Point-per-instance localization data:
<<<<

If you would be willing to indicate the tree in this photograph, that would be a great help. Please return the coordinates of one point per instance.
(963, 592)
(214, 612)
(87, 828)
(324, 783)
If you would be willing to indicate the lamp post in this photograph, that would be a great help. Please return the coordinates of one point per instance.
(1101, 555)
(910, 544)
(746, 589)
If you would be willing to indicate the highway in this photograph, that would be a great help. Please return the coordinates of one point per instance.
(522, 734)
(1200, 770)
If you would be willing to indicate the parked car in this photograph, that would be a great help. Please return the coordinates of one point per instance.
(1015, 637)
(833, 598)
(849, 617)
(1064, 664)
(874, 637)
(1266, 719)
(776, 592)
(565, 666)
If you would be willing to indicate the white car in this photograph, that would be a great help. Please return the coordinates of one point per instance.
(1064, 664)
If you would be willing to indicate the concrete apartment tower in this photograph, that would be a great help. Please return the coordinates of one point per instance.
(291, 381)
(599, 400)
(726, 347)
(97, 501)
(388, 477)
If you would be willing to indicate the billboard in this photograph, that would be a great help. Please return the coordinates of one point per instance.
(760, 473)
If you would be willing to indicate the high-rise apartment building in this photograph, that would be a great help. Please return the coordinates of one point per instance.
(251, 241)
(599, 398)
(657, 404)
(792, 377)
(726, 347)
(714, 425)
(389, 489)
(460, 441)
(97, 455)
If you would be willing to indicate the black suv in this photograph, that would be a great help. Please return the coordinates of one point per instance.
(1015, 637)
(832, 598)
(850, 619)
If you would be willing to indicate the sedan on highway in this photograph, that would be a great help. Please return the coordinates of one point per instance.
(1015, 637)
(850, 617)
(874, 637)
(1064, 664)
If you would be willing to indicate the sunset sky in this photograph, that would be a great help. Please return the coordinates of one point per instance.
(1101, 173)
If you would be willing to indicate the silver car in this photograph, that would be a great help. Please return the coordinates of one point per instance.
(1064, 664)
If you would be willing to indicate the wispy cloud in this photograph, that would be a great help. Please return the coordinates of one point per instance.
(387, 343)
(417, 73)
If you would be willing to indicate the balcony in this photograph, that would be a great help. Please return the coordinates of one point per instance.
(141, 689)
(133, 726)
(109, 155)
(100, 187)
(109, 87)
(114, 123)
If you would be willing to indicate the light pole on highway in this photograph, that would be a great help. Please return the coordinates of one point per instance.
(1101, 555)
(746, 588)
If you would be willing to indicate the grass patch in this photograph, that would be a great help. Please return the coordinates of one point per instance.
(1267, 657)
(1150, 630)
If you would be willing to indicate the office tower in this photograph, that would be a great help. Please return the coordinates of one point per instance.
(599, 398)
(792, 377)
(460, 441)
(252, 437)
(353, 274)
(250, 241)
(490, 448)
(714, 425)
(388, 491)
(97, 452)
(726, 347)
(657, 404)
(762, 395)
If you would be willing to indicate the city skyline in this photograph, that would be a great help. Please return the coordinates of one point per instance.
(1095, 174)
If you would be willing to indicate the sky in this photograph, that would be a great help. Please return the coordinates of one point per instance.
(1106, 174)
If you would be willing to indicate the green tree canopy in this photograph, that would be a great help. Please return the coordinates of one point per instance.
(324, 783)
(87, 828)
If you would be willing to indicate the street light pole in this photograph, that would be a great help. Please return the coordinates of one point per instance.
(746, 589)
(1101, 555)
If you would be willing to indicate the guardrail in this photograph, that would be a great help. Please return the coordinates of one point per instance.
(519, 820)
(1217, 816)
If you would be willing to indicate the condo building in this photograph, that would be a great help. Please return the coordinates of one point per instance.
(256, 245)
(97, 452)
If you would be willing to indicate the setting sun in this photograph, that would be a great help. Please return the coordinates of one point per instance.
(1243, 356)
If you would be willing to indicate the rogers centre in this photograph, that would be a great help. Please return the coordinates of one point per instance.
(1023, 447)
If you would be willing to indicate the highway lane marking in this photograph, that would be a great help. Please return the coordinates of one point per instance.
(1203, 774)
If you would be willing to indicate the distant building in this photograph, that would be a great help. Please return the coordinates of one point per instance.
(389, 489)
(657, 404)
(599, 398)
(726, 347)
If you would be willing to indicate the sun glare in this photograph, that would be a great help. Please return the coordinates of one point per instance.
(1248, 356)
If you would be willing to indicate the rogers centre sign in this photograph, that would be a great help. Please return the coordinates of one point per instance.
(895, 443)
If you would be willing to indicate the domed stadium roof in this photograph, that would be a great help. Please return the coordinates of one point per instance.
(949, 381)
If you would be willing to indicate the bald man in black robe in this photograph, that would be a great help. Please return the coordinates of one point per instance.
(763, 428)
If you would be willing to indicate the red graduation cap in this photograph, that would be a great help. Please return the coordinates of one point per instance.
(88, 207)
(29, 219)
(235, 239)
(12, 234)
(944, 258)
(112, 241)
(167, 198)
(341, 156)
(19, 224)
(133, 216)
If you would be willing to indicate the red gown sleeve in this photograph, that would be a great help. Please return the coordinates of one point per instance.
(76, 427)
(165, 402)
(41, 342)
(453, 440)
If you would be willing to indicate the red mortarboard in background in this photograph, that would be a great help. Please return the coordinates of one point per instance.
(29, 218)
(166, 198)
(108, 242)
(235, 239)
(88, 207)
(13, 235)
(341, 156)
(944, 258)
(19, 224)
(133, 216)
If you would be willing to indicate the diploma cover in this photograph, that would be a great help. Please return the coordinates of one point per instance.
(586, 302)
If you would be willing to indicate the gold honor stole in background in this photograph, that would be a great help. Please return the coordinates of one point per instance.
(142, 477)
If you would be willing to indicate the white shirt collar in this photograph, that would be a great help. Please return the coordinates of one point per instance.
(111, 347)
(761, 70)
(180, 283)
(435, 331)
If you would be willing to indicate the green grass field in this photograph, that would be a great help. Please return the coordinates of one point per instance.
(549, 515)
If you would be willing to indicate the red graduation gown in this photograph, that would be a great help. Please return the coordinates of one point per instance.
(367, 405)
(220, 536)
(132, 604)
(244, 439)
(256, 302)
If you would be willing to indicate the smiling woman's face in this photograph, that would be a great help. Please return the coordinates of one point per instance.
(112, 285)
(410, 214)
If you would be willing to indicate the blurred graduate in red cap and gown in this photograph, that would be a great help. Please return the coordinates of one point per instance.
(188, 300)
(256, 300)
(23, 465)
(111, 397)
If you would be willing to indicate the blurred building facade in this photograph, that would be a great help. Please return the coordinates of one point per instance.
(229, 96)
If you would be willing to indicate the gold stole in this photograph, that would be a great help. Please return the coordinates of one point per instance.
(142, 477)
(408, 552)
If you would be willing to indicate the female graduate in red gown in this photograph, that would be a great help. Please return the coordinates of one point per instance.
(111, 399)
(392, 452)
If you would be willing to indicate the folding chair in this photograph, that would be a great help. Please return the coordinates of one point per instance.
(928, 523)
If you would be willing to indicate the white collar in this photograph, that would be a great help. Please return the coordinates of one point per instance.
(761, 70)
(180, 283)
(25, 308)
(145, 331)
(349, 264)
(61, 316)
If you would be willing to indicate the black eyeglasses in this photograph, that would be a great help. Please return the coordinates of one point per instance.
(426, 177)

>>>>

Task statement: Copy out exactly the lines running from the line with "If you would be willing to indicate the white collar" to the end of the records, inclusive.

Answer space:
If you would be willing to indicate the white collar in this photograph, that would be a great help. Please return the coordinates of one point per instance.
(761, 70)
(180, 283)
(25, 308)
(145, 331)
(349, 264)
(61, 316)
If you would be willing to indicate the black eyeglasses in this photograph, that would be a great help. Please return the coordinates of one point per instance.
(426, 177)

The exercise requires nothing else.